## EXTRACTED MATERIAL:
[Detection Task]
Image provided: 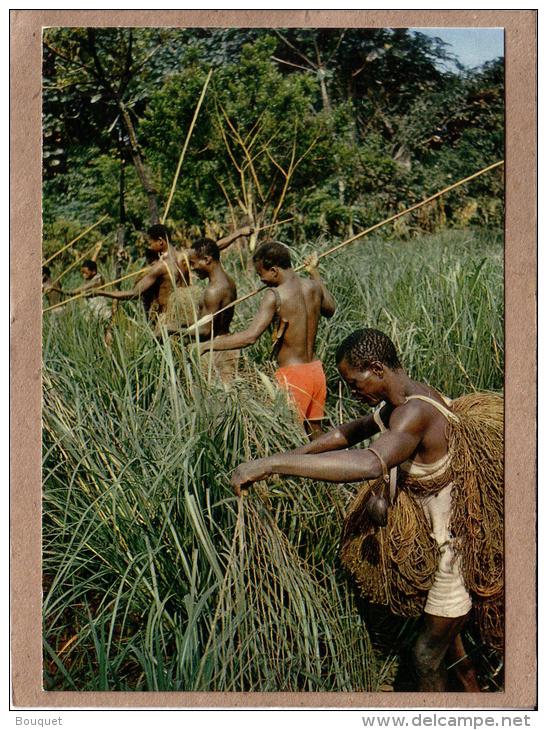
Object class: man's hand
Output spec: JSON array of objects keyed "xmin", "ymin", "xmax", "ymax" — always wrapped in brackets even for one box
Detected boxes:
[
  {"xmin": 231, "ymin": 458, "xmax": 271, "ymax": 497},
  {"xmin": 304, "ymin": 251, "xmax": 319, "ymax": 274}
]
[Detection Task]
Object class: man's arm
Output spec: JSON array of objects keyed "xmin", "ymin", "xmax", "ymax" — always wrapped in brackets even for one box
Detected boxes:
[
  {"xmin": 305, "ymin": 253, "xmax": 336, "ymax": 318},
  {"xmin": 199, "ymin": 292, "xmax": 275, "ymax": 355},
  {"xmin": 232, "ymin": 398, "xmax": 425, "ymax": 495},
  {"xmin": 290, "ymin": 415, "xmax": 380, "ymax": 454},
  {"xmin": 217, "ymin": 226, "xmax": 253, "ymax": 251}
]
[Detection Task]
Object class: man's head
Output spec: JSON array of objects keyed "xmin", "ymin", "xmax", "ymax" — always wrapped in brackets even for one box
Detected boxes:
[
  {"xmin": 336, "ymin": 328, "xmax": 401, "ymax": 406},
  {"xmin": 188, "ymin": 238, "xmax": 220, "ymax": 279},
  {"xmin": 81, "ymin": 259, "xmax": 97, "ymax": 279},
  {"xmin": 146, "ymin": 223, "xmax": 171, "ymax": 253},
  {"xmin": 253, "ymin": 241, "xmax": 292, "ymax": 286}
]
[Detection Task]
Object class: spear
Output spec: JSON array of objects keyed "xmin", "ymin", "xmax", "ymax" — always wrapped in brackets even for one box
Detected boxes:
[
  {"xmin": 55, "ymin": 239, "xmax": 104, "ymax": 282},
  {"xmin": 184, "ymin": 160, "xmax": 505, "ymax": 334},
  {"xmin": 43, "ymin": 266, "xmax": 149, "ymax": 314},
  {"xmin": 161, "ymin": 69, "xmax": 213, "ymax": 223}
]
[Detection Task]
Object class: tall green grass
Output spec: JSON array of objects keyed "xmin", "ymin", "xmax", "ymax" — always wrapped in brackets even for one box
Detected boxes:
[{"xmin": 43, "ymin": 232, "xmax": 503, "ymax": 691}]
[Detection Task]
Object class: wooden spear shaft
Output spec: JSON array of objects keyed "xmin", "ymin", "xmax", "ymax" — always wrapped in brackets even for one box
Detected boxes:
[
  {"xmin": 161, "ymin": 69, "xmax": 213, "ymax": 223},
  {"xmin": 43, "ymin": 215, "xmax": 108, "ymax": 266},
  {"xmin": 185, "ymin": 160, "xmax": 505, "ymax": 334}
]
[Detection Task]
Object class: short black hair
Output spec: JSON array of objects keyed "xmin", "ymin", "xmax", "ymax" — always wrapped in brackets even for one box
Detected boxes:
[
  {"xmin": 82, "ymin": 259, "xmax": 97, "ymax": 271},
  {"xmin": 192, "ymin": 238, "xmax": 220, "ymax": 261},
  {"xmin": 336, "ymin": 328, "xmax": 402, "ymax": 370},
  {"xmin": 146, "ymin": 223, "xmax": 171, "ymax": 241},
  {"xmin": 253, "ymin": 241, "xmax": 292, "ymax": 269}
]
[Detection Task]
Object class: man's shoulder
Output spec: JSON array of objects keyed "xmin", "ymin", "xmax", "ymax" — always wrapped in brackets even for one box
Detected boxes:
[{"xmin": 389, "ymin": 399, "xmax": 432, "ymax": 430}]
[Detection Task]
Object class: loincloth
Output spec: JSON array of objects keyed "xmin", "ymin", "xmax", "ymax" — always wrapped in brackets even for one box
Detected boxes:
[{"xmin": 275, "ymin": 360, "xmax": 327, "ymax": 421}]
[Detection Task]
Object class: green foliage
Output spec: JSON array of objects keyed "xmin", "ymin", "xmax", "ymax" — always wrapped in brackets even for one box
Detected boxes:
[{"xmin": 44, "ymin": 28, "xmax": 504, "ymax": 243}]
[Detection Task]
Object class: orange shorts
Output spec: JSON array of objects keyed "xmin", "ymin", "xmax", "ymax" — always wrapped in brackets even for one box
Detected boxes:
[{"xmin": 275, "ymin": 360, "xmax": 327, "ymax": 421}]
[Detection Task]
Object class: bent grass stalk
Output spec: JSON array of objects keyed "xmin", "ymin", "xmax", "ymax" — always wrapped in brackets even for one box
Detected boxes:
[{"xmin": 43, "ymin": 232, "xmax": 503, "ymax": 691}]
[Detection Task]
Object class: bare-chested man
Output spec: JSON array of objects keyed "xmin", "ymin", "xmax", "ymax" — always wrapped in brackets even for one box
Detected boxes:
[
  {"xmin": 87, "ymin": 223, "xmax": 195, "ymax": 330},
  {"xmin": 188, "ymin": 238, "xmax": 239, "ymax": 383},
  {"xmin": 200, "ymin": 241, "xmax": 336, "ymax": 438}
]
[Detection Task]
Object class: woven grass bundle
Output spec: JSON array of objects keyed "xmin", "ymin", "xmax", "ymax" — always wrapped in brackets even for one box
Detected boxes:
[{"xmin": 341, "ymin": 393, "xmax": 503, "ymax": 649}]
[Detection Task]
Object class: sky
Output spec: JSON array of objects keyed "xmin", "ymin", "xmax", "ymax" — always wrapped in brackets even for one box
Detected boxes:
[{"xmin": 411, "ymin": 28, "xmax": 504, "ymax": 68}]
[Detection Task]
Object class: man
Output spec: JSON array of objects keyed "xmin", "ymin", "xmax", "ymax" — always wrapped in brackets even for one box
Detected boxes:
[
  {"xmin": 87, "ymin": 224, "xmax": 197, "ymax": 331},
  {"xmin": 232, "ymin": 329, "xmax": 503, "ymax": 692},
  {"xmin": 42, "ymin": 266, "xmax": 61, "ymax": 307},
  {"xmin": 200, "ymin": 241, "xmax": 336, "ymax": 438},
  {"xmin": 188, "ymin": 238, "xmax": 239, "ymax": 383}
]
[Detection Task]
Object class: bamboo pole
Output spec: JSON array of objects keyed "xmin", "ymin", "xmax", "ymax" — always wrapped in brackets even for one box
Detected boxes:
[
  {"xmin": 256, "ymin": 215, "xmax": 294, "ymax": 233},
  {"xmin": 184, "ymin": 160, "xmax": 505, "ymax": 334},
  {"xmin": 160, "ymin": 69, "xmax": 213, "ymax": 223},
  {"xmin": 55, "ymin": 239, "xmax": 104, "ymax": 282},
  {"xmin": 43, "ymin": 266, "xmax": 149, "ymax": 314},
  {"xmin": 43, "ymin": 215, "xmax": 108, "ymax": 266}
]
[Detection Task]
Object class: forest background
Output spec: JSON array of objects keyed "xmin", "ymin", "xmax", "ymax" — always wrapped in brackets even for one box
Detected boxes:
[{"xmin": 43, "ymin": 28, "xmax": 504, "ymax": 692}]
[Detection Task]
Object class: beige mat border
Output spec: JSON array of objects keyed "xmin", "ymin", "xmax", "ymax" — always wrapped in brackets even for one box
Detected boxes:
[{"xmin": 10, "ymin": 10, "xmax": 537, "ymax": 709}]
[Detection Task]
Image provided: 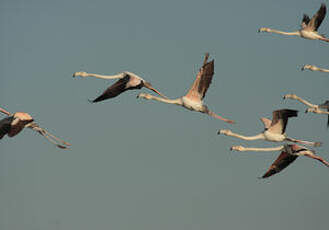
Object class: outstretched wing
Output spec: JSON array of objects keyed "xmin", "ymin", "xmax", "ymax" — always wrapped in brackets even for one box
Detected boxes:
[
  {"xmin": 261, "ymin": 151, "xmax": 298, "ymax": 178},
  {"xmin": 269, "ymin": 109, "xmax": 298, "ymax": 134},
  {"xmin": 186, "ymin": 53, "xmax": 214, "ymax": 100},
  {"xmin": 319, "ymin": 101, "xmax": 329, "ymax": 127},
  {"xmin": 0, "ymin": 116, "xmax": 13, "ymax": 139},
  {"xmin": 260, "ymin": 117, "xmax": 272, "ymax": 129},
  {"xmin": 92, "ymin": 75, "xmax": 130, "ymax": 102},
  {"xmin": 307, "ymin": 3, "xmax": 327, "ymax": 31}
]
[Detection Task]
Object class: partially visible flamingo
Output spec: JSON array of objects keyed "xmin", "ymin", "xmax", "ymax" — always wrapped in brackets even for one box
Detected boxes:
[
  {"xmin": 73, "ymin": 72, "xmax": 167, "ymax": 102},
  {"xmin": 137, "ymin": 53, "xmax": 234, "ymax": 123},
  {"xmin": 217, "ymin": 109, "xmax": 321, "ymax": 147},
  {"xmin": 283, "ymin": 94, "xmax": 329, "ymax": 127},
  {"xmin": 302, "ymin": 65, "xmax": 329, "ymax": 73},
  {"xmin": 258, "ymin": 3, "xmax": 329, "ymax": 42},
  {"xmin": 0, "ymin": 108, "xmax": 71, "ymax": 149},
  {"xmin": 231, "ymin": 144, "xmax": 329, "ymax": 178}
]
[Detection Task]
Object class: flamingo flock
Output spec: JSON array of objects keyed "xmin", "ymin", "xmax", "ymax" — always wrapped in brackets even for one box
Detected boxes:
[{"xmin": 0, "ymin": 3, "xmax": 329, "ymax": 178}]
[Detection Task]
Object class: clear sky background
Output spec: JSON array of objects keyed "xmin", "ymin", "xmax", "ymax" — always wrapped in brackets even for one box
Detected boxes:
[{"xmin": 0, "ymin": 0, "xmax": 329, "ymax": 230}]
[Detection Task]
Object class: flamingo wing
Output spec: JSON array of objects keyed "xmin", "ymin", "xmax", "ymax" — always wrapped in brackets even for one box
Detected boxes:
[
  {"xmin": 307, "ymin": 3, "xmax": 327, "ymax": 31},
  {"xmin": 0, "ymin": 116, "xmax": 13, "ymax": 139},
  {"xmin": 186, "ymin": 54, "xmax": 214, "ymax": 100},
  {"xmin": 269, "ymin": 109, "xmax": 298, "ymax": 134},
  {"xmin": 92, "ymin": 75, "xmax": 130, "ymax": 102},
  {"xmin": 319, "ymin": 101, "xmax": 329, "ymax": 127},
  {"xmin": 260, "ymin": 117, "xmax": 272, "ymax": 129},
  {"xmin": 261, "ymin": 151, "xmax": 298, "ymax": 178}
]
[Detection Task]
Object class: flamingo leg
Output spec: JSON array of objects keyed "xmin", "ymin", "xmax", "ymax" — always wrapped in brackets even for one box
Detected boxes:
[
  {"xmin": 26, "ymin": 122, "xmax": 71, "ymax": 149},
  {"xmin": 207, "ymin": 111, "xmax": 235, "ymax": 124},
  {"xmin": 286, "ymin": 137, "xmax": 322, "ymax": 147}
]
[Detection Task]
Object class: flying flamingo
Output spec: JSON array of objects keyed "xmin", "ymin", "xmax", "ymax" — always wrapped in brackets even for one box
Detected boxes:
[
  {"xmin": 137, "ymin": 53, "xmax": 234, "ymax": 124},
  {"xmin": 283, "ymin": 94, "xmax": 329, "ymax": 127},
  {"xmin": 0, "ymin": 108, "xmax": 71, "ymax": 149},
  {"xmin": 231, "ymin": 144, "xmax": 329, "ymax": 178},
  {"xmin": 302, "ymin": 65, "xmax": 329, "ymax": 73},
  {"xmin": 258, "ymin": 3, "xmax": 329, "ymax": 42},
  {"xmin": 73, "ymin": 72, "xmax": 167, "ymax": 102},
  {"xmin": 217, "ymin": 109, "xmax": 321, "ymax": 147}
]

## STATED TASK:
Give the number of lines above that contain the string "green", treating uppercase and lowercase letters as distinct. Reply with that number only.

## ANSWER TO THE EXERCISE:
2